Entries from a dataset
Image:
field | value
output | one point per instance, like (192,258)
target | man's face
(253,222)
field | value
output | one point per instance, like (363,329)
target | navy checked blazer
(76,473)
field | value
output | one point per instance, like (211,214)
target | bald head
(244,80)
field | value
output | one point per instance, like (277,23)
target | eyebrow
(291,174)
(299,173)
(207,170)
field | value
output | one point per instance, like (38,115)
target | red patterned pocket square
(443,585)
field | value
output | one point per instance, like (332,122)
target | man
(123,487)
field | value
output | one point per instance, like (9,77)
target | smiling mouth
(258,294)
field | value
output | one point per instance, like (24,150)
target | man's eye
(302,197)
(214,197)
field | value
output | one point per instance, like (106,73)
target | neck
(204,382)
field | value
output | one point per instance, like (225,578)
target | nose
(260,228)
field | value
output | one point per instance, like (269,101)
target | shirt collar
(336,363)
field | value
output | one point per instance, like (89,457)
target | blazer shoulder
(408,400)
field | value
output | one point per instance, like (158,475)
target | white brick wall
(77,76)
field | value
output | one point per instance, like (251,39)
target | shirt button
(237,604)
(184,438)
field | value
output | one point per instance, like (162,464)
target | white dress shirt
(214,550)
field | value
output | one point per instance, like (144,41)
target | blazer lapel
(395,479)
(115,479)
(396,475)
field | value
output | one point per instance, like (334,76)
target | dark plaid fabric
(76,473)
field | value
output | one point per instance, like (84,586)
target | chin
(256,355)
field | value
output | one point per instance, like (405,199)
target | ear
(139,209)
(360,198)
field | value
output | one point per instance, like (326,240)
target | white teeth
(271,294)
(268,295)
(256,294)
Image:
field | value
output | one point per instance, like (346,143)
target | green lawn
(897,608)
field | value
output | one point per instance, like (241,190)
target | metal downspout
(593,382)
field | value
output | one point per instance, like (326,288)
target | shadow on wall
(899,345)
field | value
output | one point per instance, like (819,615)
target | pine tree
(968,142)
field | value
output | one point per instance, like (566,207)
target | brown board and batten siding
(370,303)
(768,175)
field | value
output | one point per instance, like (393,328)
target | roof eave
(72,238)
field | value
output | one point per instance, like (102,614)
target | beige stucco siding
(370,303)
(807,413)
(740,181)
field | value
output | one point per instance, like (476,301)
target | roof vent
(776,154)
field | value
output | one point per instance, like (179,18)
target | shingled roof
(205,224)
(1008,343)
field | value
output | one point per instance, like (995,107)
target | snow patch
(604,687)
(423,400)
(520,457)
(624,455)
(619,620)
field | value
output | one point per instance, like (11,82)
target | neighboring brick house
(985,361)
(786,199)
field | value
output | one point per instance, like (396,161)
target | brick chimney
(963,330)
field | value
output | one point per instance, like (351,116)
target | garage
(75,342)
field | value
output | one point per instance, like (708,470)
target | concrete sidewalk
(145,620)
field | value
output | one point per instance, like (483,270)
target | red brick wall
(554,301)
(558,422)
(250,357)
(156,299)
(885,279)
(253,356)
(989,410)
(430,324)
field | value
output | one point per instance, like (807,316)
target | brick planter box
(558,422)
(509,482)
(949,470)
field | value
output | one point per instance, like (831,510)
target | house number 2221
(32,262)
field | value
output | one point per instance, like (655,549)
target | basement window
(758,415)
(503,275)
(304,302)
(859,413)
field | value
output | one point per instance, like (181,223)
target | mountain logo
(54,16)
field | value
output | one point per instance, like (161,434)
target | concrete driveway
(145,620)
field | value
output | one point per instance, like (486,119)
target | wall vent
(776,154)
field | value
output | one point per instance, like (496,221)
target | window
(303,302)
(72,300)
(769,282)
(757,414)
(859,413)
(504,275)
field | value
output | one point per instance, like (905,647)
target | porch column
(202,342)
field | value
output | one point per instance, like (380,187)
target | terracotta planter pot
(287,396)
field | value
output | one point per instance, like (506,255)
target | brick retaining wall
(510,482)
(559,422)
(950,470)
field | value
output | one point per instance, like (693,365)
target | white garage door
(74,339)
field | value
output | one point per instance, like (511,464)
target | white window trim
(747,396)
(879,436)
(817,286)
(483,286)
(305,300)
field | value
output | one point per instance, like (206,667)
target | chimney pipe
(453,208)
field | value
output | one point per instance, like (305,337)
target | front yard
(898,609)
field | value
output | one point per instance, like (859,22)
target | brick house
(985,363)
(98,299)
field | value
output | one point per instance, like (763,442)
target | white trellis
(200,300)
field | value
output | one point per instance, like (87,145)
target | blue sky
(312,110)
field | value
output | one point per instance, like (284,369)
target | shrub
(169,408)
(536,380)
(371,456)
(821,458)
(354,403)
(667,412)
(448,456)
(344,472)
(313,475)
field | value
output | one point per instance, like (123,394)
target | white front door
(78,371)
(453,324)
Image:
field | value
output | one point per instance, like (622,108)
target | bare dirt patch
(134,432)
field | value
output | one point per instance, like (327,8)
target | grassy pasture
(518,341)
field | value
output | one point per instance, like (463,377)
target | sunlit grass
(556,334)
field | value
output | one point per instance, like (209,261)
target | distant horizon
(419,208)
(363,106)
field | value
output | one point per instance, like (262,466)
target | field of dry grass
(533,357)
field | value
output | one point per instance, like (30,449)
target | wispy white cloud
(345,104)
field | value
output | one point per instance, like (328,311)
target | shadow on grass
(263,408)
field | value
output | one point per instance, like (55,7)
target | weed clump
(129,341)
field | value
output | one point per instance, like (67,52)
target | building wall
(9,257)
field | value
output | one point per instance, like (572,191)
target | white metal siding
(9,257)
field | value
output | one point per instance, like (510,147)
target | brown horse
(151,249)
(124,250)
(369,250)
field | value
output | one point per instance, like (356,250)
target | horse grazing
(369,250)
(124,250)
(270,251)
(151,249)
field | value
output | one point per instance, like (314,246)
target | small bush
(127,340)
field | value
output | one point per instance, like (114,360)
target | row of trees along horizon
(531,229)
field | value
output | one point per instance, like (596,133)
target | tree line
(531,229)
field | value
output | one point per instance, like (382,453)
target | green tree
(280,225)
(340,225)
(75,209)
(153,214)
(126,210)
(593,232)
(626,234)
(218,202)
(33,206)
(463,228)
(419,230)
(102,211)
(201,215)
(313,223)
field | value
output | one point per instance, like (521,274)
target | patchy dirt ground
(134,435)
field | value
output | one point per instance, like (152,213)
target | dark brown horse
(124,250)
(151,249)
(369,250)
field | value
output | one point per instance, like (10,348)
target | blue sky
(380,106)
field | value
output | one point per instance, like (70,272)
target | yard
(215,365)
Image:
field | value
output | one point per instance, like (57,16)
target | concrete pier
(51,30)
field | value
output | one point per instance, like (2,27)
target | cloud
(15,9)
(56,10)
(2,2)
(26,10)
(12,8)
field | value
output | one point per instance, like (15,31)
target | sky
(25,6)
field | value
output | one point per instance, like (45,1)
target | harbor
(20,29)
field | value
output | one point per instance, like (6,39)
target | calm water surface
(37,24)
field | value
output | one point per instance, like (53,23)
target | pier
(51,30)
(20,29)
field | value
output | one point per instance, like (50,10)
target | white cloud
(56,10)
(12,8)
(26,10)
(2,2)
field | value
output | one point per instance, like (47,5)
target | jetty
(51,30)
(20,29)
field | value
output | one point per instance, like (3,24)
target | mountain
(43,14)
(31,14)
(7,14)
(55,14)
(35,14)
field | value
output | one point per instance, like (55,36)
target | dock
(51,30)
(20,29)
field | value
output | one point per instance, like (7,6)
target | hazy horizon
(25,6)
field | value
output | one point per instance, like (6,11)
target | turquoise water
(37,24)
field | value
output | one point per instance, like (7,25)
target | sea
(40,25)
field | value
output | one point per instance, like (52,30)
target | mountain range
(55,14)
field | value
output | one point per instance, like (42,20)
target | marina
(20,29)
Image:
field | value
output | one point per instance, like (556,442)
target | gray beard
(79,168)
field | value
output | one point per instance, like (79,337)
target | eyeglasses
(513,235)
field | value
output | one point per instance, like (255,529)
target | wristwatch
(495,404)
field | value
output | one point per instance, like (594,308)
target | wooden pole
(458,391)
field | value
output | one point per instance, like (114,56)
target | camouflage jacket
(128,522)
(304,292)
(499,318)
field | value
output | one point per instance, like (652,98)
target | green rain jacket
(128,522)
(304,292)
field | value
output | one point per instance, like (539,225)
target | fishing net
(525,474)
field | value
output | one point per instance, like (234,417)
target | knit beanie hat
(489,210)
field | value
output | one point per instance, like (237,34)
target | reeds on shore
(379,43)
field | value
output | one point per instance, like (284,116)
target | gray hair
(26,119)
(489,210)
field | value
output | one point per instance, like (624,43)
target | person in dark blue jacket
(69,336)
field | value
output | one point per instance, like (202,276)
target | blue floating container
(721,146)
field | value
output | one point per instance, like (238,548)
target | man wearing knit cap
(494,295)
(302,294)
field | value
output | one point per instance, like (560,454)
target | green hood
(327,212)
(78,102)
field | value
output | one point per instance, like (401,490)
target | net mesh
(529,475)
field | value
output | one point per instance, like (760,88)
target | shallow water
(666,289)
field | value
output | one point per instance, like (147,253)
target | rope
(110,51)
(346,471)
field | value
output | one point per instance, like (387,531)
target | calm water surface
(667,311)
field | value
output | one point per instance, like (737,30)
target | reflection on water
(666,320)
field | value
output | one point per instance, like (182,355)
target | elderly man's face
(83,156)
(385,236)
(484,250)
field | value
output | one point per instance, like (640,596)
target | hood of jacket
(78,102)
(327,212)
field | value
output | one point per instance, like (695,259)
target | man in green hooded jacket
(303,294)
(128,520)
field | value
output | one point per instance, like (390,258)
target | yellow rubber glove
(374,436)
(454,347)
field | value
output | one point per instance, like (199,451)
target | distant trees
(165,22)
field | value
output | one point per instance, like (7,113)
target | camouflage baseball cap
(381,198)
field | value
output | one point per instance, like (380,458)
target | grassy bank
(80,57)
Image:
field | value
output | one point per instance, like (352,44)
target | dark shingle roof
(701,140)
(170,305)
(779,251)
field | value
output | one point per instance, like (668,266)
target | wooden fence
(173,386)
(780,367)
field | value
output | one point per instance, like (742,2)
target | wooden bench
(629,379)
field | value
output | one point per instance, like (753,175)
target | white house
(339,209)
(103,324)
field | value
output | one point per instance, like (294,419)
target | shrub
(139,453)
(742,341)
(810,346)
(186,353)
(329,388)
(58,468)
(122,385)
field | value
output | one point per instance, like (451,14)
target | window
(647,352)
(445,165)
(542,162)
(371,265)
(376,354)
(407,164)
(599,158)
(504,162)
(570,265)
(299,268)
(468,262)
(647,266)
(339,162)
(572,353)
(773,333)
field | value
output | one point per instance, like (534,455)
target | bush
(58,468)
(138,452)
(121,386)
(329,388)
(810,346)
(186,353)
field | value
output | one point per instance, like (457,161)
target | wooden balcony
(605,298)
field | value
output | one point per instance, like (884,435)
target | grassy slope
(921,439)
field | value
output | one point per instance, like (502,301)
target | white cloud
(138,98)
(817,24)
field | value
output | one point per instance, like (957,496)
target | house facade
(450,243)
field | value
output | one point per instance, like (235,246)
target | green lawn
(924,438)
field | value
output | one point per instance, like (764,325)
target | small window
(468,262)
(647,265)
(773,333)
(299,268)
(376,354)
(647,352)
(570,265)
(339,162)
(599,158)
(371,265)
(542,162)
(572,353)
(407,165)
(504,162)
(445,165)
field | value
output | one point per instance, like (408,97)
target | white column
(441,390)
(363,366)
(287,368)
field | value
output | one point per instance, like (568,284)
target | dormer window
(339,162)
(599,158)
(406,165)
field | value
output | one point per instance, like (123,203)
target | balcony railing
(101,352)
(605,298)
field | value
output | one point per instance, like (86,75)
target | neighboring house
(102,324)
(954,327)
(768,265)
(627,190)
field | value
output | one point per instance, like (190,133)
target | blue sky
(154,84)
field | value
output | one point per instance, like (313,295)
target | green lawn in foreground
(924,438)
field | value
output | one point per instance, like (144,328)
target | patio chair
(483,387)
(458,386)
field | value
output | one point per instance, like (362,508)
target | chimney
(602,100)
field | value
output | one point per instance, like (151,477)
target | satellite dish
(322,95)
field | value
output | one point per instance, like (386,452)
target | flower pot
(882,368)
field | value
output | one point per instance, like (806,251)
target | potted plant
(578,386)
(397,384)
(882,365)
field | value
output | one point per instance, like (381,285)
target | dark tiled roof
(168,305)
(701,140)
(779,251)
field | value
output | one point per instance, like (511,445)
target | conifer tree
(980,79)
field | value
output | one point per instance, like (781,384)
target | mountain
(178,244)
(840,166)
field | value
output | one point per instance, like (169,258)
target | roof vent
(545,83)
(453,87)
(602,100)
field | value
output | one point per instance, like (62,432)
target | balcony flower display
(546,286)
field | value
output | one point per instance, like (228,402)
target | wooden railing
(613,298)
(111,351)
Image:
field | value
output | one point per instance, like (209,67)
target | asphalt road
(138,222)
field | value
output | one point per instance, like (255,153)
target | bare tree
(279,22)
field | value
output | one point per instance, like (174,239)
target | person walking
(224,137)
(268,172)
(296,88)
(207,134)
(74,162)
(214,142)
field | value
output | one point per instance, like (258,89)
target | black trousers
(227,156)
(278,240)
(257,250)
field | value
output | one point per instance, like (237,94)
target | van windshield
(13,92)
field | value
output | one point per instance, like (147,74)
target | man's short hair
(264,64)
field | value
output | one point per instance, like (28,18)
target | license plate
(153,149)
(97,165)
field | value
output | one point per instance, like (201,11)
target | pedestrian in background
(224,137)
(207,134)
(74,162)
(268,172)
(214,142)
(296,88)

PROBLEM TO SOLVE:
Show every line of the material above that contains the word "green", matching case exactly.

CORRECT OUTPUT:
target | green lawn
target | green tree
target | green rain jacket
target | green hood
target | man in green hooded jacket
target | green lawn
target | green lawn in foreground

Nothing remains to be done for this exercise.